#### Textauszug:
━━━━━━━━━━━━━━━━━━━━

Die Landkarte pflastert die gesamte Stirnwand des Raumes. Darauf das Ruhrgebiet, ein ausgefranster grau-grüner Flickenteppich. Ein Wirrwarr aus Schnellstraßen, Stadtgrenzen, ein Ballungsraum ohne Zentrum. Aber Oliver Scheytt sieht etwas ganz anderes. "Eine werdende Metropole."

Scheytt ist Geschäftsführer der Ruhr 2010 GmbH und damit oberster Organisator eines Ereignisses, das nach dem Willen seiner Macher das Industrierevier neu definieren soll: In zwei Jahren wird das Ruhrgebiet Kulturhauptstadt Europas. Und dann, so schwebt es Scheytt vor, soll die Welt endlich begreifen, wie toll es an Ruhr und Emscher ist.

Aus der großen Landkarte ragen zwei Dutzend bunte Stecknadelköpfe. Sie markieren die Orte, wo Fritz Pleitgen schon die Werbetrommel für das Mega-Projekt gerührt hat. Denn die Ruhr-Visionäre sind etwas klamm. Mit bisher knapp 52 Millionen Euro ist ihr Budget nicht gerade üppig.

━━━━━━━━━━━━━━━━━━━━

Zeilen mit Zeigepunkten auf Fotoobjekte
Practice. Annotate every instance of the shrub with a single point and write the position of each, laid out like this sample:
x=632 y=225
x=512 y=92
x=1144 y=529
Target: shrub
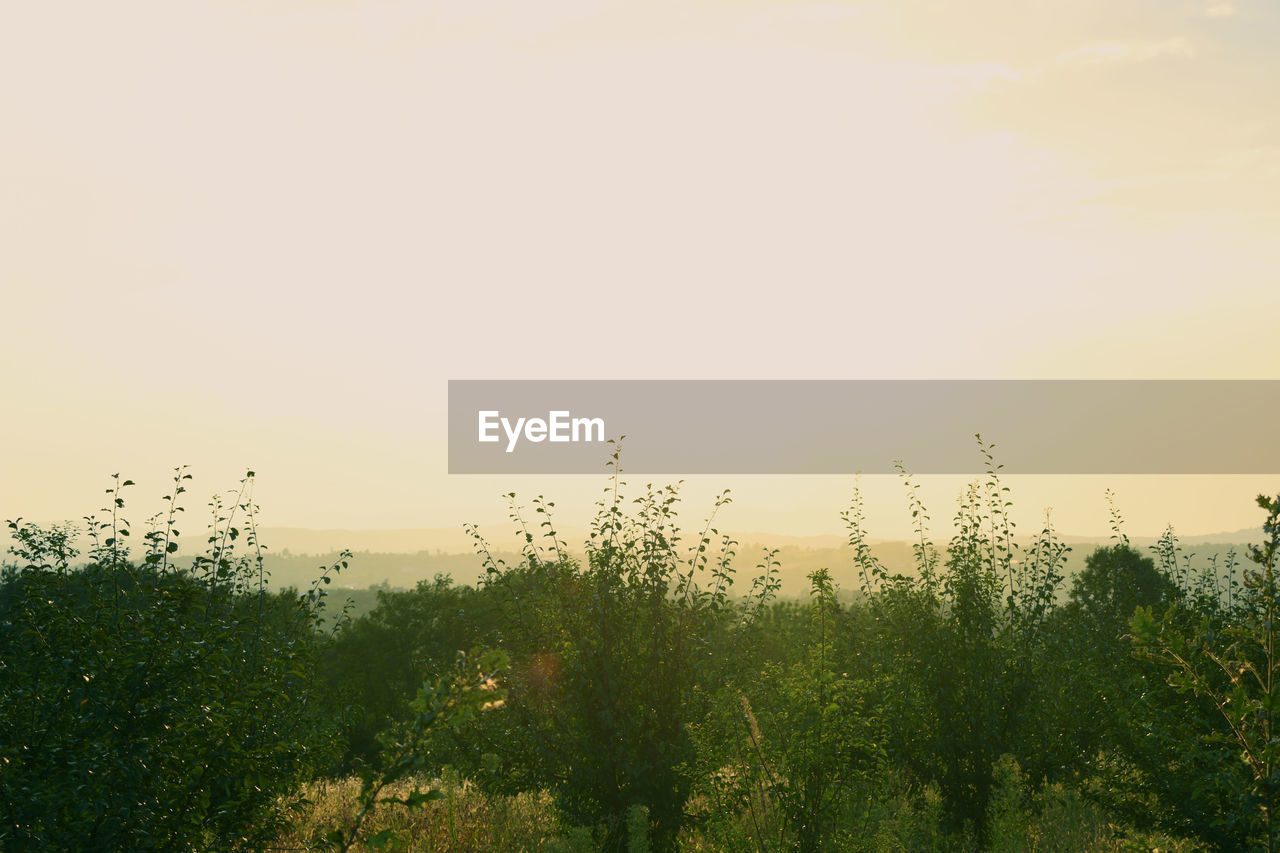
x=149 y=706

━━━━━━━━━━━━━━━━━━━━

#### Aufgabenstellung:
Gib bitte aus dem Textauszug über die Kulturhauptstadt Ruhr 2010 den Abschnitt von „Die Landkarte pflastert“ bis einschließlich „und Emscher ist.“ wortgetreu aus.

#### Fertige Antwort:
Die Landkarte pflastert die gesamte Stirnwand des Raumes. Darauf das Ruhrgebiet, ein ausgefranster grau-grüner Flickenteppich. Ein Wirrwarr aus Schnellstraßen, Stadtgrenzen, ein Ballungsraum ohne Zentrum. Aber Oliver Scheytt sieht etwas ganz anderes. "Eine werdende Metropole."

Scheytt ist Geschäftsführer der Ruhr 2010 GmbH und damit oberster Organisator eines Ereignisses, das nach dem Willen seiner Macher das Industrierevier neu definieren soll: In zwei Jahren wird das Ruhrgebiet Kulturhauptstadt Europas. Und dann, so schwebt es Scheytt vor, soll die Welt endlich begreifen, wie toll es an Ruhr und Emscher ist.